#### Task
Write out the listing below again in full, requests included, adding 125 to every point coordinate in the answers. Leave out the pictures.

#### Dataset rows
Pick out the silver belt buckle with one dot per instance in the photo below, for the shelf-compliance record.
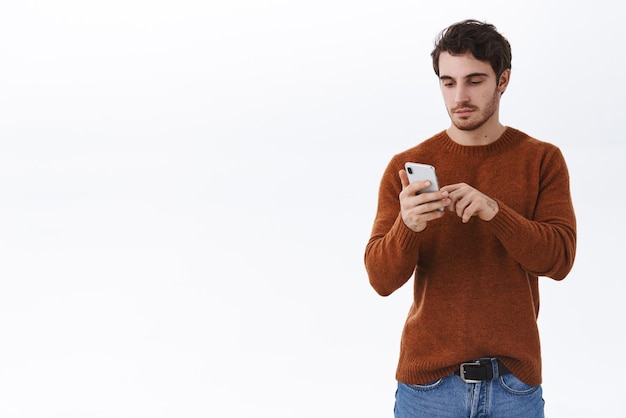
(462, 371)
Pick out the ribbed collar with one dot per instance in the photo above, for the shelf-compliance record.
(508, 137)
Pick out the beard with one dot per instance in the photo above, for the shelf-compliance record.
(477, 118)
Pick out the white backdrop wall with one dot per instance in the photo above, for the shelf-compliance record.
(187, 188)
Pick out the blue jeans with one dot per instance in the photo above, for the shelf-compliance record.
(502, 397)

#### Completed exercise
Pick out the silver belt buckle with one dot per instance in the photo below, for the shelf-compliance record.
(587, 496)
Pick out the ribbed collar with one dot per instance in the photo above, for the shelf-compliance record.
(633, 262)
Pick out the beard with one dot per instance in the photo above, for the shelf-compliance record.
(602, 243)
Pick out the white backdrop wall with one dot per instance in the photo above, for the shelf-compliance record.
(312, 313)
Pick out the blue jeans with one dot per instance in the photo above, for the shelf-compliance record.
(627, 522)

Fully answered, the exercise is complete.